» **EXERCISE**: Update the lines below by swapping every "Reviewer note" for "Checker's note" and leaving everything else as it is.

****************************************

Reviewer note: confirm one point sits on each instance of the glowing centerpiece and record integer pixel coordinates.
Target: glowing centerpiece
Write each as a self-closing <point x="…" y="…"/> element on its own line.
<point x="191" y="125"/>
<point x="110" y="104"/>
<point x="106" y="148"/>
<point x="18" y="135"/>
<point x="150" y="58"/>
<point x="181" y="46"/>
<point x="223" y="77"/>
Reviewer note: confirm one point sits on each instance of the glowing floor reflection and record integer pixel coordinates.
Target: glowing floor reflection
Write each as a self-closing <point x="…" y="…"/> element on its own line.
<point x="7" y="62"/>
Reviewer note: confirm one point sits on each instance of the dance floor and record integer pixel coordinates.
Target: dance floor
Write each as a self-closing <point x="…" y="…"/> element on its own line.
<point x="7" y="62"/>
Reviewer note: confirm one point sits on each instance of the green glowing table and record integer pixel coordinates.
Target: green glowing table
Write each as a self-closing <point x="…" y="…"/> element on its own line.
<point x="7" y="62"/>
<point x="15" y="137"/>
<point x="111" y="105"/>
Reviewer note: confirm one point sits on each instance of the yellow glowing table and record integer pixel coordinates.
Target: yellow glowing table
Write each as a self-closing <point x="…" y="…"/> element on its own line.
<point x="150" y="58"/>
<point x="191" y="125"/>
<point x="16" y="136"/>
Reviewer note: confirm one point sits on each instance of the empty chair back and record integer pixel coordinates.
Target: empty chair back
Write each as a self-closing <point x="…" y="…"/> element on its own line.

****************************************

» **ANSWER TO THIS TASK**:
Checker's note: confirm one point sits on each instance of the glowing centerpiece and record integer pixel coordinates.
Target: glowing centerpiece
Write each as a self-closing <point x="…" y="…"/> element on its own line.
<point x="191" y="125"/>
<point x="110" y="104"/>
<point x="106" y="148"/>
<point x="18" y="135"/>
<point x="150" y="58"/>
<point x="181" y="46"/>
<point x="223" y="77"/>
Checker's note: confirm one point sits on each instance of the glowing floor reflection and record integer pixel coordinates.
Target: glowing floor reflection
Write each as a self-closing <point x="…" y="…"/> element on its own line.
<point x="7" y="62"/>
Checker's note: confirm one point sits on each instance of the dance floor and record integer pixel coordinates.
Target: dance floor
Write each as a self-closing <point x="…" y="…"/> element on its own line.
<point x="7" y="62"/>
Checker's note: confirm one point sits on each instance of the green glowing table and record integer pixel coordinates.
Target: green glowing table
Write each as a self-closing <point x="…" y="…"/> element on its own line.
<point x="7" y="62"/>
<point x="15" y="137"/>
<point x="111" y="105"/>
Checker's note: confirm one point sits on each instance of the yellow glowing table and record integer pixel coordinates.
Target: yellow glowing table
Write each as a self-closing <point x="…" y="…"/> element on its own line.
<point x="150" y="58"/>
<point x="191" y="125"/>
<point x="16" y="136"/>
Checker's note: confirm one point sits on each instance of the empty chair back and record integer pixel coordinates.
Target: empty chair back
Write each as a self-closing <point x="…" y="…"/> element on its own line.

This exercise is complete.